Pointing entries for labeled objects:
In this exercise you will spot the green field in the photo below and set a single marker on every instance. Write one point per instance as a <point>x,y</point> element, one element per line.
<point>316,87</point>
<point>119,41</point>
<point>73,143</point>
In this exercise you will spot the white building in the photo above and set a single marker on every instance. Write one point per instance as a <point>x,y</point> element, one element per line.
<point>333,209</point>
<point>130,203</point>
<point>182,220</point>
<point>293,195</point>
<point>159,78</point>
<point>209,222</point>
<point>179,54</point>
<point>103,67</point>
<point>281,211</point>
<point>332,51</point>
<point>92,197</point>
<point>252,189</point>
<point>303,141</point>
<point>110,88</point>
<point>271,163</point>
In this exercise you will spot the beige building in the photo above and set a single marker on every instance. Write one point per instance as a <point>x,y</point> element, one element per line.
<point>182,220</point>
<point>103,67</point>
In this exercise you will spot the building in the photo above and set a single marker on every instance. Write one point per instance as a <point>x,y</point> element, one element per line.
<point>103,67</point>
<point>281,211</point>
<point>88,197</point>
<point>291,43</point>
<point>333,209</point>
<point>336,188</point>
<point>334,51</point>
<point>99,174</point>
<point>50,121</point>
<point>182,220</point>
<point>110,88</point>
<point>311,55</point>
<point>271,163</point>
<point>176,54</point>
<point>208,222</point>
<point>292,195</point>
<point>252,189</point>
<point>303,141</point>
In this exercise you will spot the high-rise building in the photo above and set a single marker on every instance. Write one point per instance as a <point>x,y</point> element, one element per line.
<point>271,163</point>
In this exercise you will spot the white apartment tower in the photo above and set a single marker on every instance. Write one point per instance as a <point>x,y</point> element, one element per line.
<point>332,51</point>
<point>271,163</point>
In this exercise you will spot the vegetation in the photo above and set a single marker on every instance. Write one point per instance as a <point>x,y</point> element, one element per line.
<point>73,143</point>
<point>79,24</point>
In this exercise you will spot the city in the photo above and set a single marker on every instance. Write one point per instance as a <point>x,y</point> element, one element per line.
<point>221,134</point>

Problem requirements = Retype all of the material above, keeping every line unchanged from first to last.

Solution =
In this exercise you will spot the green field in the photo below and set a single marker on every instance. Write one point per instance as a <point>x,y</point> element, one element per line.
<point>316,87</point>
<point>119,41</point>
<point>73,143</point>
In this exercise you will spot the white building in the photo above and set a single marker on every instance. Write one point per instance as a <point>x,y</point> element, one element per line.
<point>333,209</point>
<point>130,203</point>
<point>182,220</point>
<point>293,195</point>
<point>159,78</point>
<point>209,222</point>
<point>179,54</point>
<point>103,67</point>
<point>281,211</point>
<point>332,51</point>
<point>92,197</point>
<point>252,189</point>
<point>303,141</point>
<point>110,88</point>
<point>271,163</point>
In this exercise you will spot the beige building in the photo above and set a single marker on every instance. Write one point per instance as a <point>x,y</point> element, one element per line.
<point>182,220</point>
<point>103,67</point>
In this exercise you will spot the building in the photo above and set a single marker on every instance. Write one point per instance as a <point>x,y</point> element, one element per line.
<point>103,67</point>
<point>281,211</point>
<point>88,197</point>
<point>291,43</point>
<point>333,209</point>
<point>336,188</point>
<point>334,51</point>
<point>99,174</point>
<point>50,121</point>
<point>182,220</point>
<point>110,88</point>
<point>311,55</point>
<point>271,163</point>
<point>176,54</point>
<point>208,222</point>
<point>292,195</point>
<point>252,189</point>
<point>303,141</point>
In this exercise you will spot the high-rise building in the photo above and set a single marker on every instance. Write one point per instance as a <point>x,y</point> element, one element per line.
<point>271,163</point>
In this exercise you will spot the white apartment tower in the photo above and set a single marker on every instance. Write one point per instance as a <point>x,y</point> element, one element per line.
<point>332,51</point>
<point>271,163</point>
In this exercise you will spot the vegetation in the photo above and set a single marker on every instance. Write one point per instance as a <point>x,y</point> element, one element per line.
<point>73,143</point>
<point>79,24</point>
In this exercise you will spot the city in the photo above and set a single marker on every instance. Write one point per instance as a <point>x,y</point> element, one element per line.
<point>221,134</point>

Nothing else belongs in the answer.